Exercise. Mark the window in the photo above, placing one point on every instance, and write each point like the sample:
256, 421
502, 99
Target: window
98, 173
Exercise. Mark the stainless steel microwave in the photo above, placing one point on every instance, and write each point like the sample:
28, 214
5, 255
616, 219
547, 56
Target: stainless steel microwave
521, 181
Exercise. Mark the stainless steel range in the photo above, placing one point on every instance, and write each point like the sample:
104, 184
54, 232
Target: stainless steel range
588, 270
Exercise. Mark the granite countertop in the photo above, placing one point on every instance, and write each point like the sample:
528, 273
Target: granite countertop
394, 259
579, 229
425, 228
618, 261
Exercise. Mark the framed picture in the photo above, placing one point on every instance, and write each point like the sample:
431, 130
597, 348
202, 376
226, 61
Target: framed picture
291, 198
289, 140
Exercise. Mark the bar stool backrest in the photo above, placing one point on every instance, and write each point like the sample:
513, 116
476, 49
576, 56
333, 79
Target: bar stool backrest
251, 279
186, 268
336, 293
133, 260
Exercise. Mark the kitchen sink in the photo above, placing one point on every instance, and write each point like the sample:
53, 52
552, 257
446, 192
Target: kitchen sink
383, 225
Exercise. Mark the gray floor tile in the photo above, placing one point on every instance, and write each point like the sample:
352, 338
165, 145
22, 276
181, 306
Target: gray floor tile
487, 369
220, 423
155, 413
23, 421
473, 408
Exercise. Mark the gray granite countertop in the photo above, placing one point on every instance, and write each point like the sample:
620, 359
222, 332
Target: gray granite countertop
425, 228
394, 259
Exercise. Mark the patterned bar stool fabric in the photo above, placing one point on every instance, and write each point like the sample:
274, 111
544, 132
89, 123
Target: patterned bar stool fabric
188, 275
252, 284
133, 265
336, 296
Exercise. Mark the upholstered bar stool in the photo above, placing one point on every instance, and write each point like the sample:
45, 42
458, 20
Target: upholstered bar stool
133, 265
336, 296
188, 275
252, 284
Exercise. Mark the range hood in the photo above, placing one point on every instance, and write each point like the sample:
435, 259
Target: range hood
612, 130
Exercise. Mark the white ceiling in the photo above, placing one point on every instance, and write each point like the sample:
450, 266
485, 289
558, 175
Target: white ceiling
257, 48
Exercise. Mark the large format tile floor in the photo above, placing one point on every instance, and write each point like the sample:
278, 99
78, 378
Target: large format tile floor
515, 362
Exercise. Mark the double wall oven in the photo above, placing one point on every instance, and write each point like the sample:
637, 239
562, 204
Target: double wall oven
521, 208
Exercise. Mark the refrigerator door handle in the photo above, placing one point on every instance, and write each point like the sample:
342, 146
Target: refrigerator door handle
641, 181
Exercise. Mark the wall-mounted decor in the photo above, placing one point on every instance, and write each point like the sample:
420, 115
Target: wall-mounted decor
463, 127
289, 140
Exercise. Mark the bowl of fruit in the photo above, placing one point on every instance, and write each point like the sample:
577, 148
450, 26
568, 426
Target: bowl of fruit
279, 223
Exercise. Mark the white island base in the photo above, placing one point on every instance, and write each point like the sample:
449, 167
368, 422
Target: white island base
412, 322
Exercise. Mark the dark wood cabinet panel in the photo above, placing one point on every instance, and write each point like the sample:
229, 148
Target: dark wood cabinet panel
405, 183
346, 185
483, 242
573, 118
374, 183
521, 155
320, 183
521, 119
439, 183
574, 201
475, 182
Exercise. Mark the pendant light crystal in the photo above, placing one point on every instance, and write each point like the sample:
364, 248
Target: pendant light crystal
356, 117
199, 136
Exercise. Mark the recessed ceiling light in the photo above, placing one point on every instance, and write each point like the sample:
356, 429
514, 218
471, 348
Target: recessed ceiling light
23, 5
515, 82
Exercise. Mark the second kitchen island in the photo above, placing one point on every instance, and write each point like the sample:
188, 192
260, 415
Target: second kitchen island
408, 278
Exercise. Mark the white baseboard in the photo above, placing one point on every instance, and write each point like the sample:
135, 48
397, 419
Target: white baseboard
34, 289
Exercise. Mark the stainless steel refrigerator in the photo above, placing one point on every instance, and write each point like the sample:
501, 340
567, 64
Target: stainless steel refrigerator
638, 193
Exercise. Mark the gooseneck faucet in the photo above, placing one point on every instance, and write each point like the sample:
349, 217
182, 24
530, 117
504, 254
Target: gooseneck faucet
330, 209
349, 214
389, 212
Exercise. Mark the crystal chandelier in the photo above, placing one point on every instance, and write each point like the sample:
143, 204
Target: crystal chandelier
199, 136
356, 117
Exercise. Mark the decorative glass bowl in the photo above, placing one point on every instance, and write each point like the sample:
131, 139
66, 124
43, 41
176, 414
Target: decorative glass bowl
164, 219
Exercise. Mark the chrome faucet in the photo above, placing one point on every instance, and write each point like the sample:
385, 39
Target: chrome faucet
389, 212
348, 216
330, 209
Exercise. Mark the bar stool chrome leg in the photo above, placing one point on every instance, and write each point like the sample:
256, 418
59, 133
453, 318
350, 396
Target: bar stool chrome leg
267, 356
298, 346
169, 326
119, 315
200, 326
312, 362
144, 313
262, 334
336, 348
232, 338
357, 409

• [WRITTEN PROBLEM] Update all of the records above by changing every "sample" to "model", keeping everything else the same.

• [FINAL RESULT]
Exercise. Mark the window in the photo above, placing one point on every instance, and write each point like the model:
256, 421
502, 99
Target: window
98, 173
Exercise. Mark the stainless steel microwave in the photo above, placing one point on every instance, and write each point like the model:
28, 214
5, 255
616, 219
547, 56
Target: stainless steel microwave
521, 181
Exercise. Mark the stainless steel range in the photo above, placing one point on every instance, and write each point like the model:
104, 184
54, 232
Target: stainless steel range
588, 270
Exercise. Mark the granite countertop in the photo above, placing one point on every instance, and write each point like the model:
528, 273
Target: granite countertop
394, 259
579, 229
425, 228
618, 261
Exercise. Mark the framed picture in the photo above, placing one point on every instance, and write each point like the model:
431, 130
597, 348
202, 376
226, 61
Target: framed picture
291, 198
289, 140
Exercise. Mark the bar stool backrest in the photo above, placing one point on every instance, and write each point like the model:
513, 116
476, 49
576, 56
333, 79
Target: bar stool backrest
251, 279
186, 268
336, 293
133, 260
Exercise. Mark the kitchen sink in the photo above, placing one point on every instance, and write each point like the model:
53, 52
552, 257
446, 192
Target: kitchen sink
383, 225
Exercise. Mark the gray floor tile in the photo above, placing one point on every instance, and write each point like the model:
352, 338
165, 145
22, 276
181, 306
Target: gray floor tile
487, 369
220, 423
155, 413
23, 421
473, 408
Exercise. Mark the gray granite countertop in the photo above, placing one point on every instance, and write each point like the model:
620, 359
222, 332
Target: gray granite countertop
425, 228
394, 259
Exercise. Mark the patterned bar stool fabric in the photo above, placing one point on every instance, and write each point like the model:
274, 111
544, 132
89, 123
Target: patterned bar stool fabric
188, 275
252, 284
133, 265
336, 296
Exercise. Mark the upholstered bar stool in the photo above, placing one point on every instance, and write each point like the model:
45, 42
458, 20
Target: upholstered bar stool
133, 265
336, 296
188, 275
252, 284
Exercise. Mark the range hood in the photo above, placing one point on every instance, and write each point like the model:
435, 259
Target: range hood
612, 130
Exercise. Mark the white ceiling in the photo above, placing one point on every instance, and write each point like the model:
450, 266
485, 289
558, 175
Target: white ceiling
257, 48
Exercise. Mark the large format tile floor in the photo above, placing one point on every instance, and write each point like the model:
278, 99
78, 378
Target: large format tile floor
515, 362
Exercise. Mark the double wall oven in the photo above, placing one point on every instance, and write each point like the model:
637, 239
562, 204
Target: double wall oven
521, 208
Exercise. Mark the refrigerator door handle in the photo above, placing one point on every instance, and write each point like the model:
342, 146
Target: refrigerator door handle
641, 181
Exercise. Mark the wall-mounted decor in the photo above, placing one point on every instance, and write each point like the model:
420, 115
Target: wall-mounted decor
463, 127
289, 140
Exercise. Mark the bowl of fruit in the photo above, placing one point on every instance, and write each point like the model:
577, 148
450, 26
568, 426
Target: bowl of fruit
279, 223
Exercise. Mark the white island base in the photo above, placing one point on every instance, and write each point like the model:
449, 167
368, 422
Target: white island base
412, 322
Exercise. Mark the dark wood cabinet panel in the photo above, placing one point on every instance, and write each point like the model:
229, 148
Target: dark wood cabinet panel
405, 183
346, 185
483, 242
573, 118
374, 183
521, 155
320, 183
521, 119
439, 183
574, 201
475, 182
Exercise. Mark the pendant light crystal in the photo above, placing one point on every instance, and write each point like the model:
364, 248
Target: pendant light crystal
356, 117
199, 136
Exercise. Mark the recessed ceiling light in the photo above, placing one point on every instance, and write each point like the model:
356, 429
514, 218
471, 348
Target: recessed ceiling light
23, 5
515, 82
Exercise. Mark the second kitchen island in the photo above, placing one point on every instance, and write each point like the model:
188, 192
260, 415
Target: second kitchen island
408, 278
Exercise. Mark the white baseboard in the photo above, placing one point on every instance, and write each point like the model:
135, 48
397, 419
Target: white baseboard
34, 289
Exercise. Mark the stainless steel refrigerator in the photo above, placing one point on every instance, and write each point like the model:
501, 340
567, 64
Target: stainless steel refrigerator
638, 193
Exercise. Mark the gooseneck faucet in the photo above, placing one point on every instance, and write each point like the model:
349, 217
182, 24
530, 117
504, 254
Target: gooseneck faucet
330, 209
349, 214
389, 212
Exercise. Mark the crystal chandelier in the photo above, placing one point on every instance, and write each point like the model:
143, 204
Target: crystal chandelier
199, 136
356, 117
Exercise. Mark the decorative glass bowl in the photo above, placing one point on every instance, and write each point like the model:
131, 139
66, 124
43, 41
176, 414
Target: decorative glass bowl
164, 219
Exercise. Mark the chrome faucet in the photo above, placing one point on every instance, and write each point like the model:
385, 39
Target: chrome faucet
389, 212
348, 216
330, 209
Exercise. Mark the bar stool chrome leg in the photo above, placing one point on every instance, and write each point like the model:
256, 418
59, 133
453, 318
350, 396
Target: bar stool chrome leg
267, 356
298, 346
169, 326
119, 315
200, 326
312, 362
144, 313
262, 334
336, 348
232, 338
357, 409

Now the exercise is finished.